Capital Budgeting: Long Range Planning

The capital budget intends to forecast where the business is going in the future and to make determinations on what will be needed to support the firm's plans to get there. Read this chapter to gain a better understanding of the decisions that are required to conduct long-range planning.

Project selection: A general view

Making capital-budgeting decisions involves analyzing cash inflows and outflows. This section shows you how to calculate the benefits and costs used in capital-budgeting decisions. Because money has a time value, these benefits and costs are adjusted for time under the last two methods covered in the chapter.

Money received today is worth more than the same amount of money received at a future date, such as a year from now. This principle is known as the time value of money. Money has time value because of investment opportunities, not because of inflation. For example, USD 100 today is worth more than USD 100 to be received one year from today because the USD 100 received today, once invested, grows to some amount greater than USD 100 in one year. Future value and present value concepts are extremely important in assessing the desirability of long-term investments (capital budgeting). If you need to review these concepts, refer back to the appendix to Chapter 15, which covers these concepts.

▶ REQUEST A
According to the capital budgeting passage, why is USD 100 received today worth more than USD 100 received one year from now? Answer in one to three sentences.
▶ REQUEST B
In the capital budgeting passage, which part of the book is recommended for reviewing future value and present value concepts?
▶ REQUEST C
Reproduce the capital budgeting passage verbatim from "Project selection: A" to "in the chapter.".
The records were taken from a different source than the text.

Source data:
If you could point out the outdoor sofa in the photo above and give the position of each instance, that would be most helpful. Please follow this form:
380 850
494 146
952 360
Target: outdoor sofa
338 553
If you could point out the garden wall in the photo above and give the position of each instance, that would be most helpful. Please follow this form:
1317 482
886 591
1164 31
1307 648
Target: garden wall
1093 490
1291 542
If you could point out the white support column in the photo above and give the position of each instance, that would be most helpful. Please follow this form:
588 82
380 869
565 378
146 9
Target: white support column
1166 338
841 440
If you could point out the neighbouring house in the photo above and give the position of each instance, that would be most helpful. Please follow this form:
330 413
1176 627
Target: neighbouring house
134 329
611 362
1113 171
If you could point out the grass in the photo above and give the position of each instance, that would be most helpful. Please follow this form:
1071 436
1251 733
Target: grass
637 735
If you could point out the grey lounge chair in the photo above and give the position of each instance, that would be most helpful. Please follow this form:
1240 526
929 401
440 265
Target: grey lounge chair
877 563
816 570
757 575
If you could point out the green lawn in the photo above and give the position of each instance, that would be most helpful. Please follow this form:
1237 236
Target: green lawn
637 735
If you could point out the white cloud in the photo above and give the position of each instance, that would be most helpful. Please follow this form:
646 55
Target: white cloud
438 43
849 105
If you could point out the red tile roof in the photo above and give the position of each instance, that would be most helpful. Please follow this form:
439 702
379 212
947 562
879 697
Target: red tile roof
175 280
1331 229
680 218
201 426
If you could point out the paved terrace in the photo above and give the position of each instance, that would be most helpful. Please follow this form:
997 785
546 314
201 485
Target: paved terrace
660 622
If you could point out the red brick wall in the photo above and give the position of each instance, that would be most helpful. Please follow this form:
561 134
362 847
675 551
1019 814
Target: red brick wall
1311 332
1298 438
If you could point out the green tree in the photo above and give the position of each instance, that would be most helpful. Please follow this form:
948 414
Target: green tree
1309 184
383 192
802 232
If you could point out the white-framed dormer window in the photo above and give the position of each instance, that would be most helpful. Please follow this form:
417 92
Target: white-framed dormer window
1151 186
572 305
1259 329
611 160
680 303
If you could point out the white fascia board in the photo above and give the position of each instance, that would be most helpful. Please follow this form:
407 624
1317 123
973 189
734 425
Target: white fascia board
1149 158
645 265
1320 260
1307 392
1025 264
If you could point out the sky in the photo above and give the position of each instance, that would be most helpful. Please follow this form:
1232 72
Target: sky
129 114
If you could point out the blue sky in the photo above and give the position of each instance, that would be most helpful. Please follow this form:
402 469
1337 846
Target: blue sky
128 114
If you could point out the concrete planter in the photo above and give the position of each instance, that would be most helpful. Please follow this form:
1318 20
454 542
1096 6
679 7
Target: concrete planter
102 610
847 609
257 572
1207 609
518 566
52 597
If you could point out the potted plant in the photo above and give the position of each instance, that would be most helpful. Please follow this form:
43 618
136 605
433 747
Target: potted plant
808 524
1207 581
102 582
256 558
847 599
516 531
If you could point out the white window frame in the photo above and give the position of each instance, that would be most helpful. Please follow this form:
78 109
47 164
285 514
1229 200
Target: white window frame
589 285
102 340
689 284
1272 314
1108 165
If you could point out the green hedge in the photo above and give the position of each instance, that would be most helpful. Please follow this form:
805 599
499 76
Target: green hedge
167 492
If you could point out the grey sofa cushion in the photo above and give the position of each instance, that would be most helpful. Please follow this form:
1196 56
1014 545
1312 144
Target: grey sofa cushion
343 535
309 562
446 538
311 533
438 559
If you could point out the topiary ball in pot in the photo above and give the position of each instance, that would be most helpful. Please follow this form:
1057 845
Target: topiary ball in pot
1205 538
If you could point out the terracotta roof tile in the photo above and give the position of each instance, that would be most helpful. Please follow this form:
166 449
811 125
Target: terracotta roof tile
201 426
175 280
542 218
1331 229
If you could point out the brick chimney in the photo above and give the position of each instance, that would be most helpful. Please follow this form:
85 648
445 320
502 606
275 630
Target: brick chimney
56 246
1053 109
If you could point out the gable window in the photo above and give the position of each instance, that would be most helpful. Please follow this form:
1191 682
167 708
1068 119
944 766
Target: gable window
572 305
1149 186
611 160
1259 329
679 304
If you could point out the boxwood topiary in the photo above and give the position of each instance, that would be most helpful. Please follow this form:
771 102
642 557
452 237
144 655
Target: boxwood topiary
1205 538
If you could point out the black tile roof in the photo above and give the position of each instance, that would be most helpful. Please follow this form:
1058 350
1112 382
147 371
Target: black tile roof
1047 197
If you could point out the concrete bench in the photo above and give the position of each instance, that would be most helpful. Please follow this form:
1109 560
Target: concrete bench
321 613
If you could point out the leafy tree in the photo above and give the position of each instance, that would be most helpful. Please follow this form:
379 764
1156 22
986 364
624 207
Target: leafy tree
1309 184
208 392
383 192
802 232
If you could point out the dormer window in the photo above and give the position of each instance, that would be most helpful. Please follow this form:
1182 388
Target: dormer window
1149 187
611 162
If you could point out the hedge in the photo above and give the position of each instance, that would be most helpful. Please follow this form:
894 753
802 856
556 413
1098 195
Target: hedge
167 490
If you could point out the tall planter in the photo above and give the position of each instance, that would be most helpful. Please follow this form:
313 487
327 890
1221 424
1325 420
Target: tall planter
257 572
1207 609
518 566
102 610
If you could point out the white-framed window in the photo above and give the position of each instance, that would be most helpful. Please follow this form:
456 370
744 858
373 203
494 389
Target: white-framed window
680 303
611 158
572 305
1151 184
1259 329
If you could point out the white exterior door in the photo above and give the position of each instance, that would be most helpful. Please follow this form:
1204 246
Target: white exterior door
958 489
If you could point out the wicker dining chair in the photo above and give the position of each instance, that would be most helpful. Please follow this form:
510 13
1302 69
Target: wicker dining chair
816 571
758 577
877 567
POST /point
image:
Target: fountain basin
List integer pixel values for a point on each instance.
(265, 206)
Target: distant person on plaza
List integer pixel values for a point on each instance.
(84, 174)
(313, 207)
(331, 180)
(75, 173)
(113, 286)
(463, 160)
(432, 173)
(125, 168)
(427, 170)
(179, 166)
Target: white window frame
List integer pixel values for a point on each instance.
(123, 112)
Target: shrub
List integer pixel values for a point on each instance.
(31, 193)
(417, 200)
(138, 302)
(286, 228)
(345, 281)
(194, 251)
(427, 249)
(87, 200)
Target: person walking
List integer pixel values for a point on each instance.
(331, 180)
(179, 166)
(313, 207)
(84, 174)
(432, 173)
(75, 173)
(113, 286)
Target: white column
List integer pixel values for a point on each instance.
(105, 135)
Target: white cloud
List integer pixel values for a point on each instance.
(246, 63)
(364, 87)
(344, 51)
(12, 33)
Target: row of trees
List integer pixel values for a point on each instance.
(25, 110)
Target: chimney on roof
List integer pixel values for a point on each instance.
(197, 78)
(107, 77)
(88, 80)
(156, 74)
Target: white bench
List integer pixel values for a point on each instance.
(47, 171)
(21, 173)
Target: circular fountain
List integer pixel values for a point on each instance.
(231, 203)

▶ EXPECTED ANSWER A
Money has time value because of investment opportunities, not because of inflation. USD 100 received today can be invested and will grow to an amount greater than USD 100 within one year.

▶ EXPECTED ANSWER B
The appendix to Chapter 15.

▶ EXPECTED ANSWER C
Project selection: A general view

Making capital-budgeting decisions involves analyzing cash inflows and outflows. This section shows you how to calculate the benefits and costs used in capital-budgeting decisions. Because money has a time value, these benefits and costs are adjusted for time under the last two methods covered in the chapter.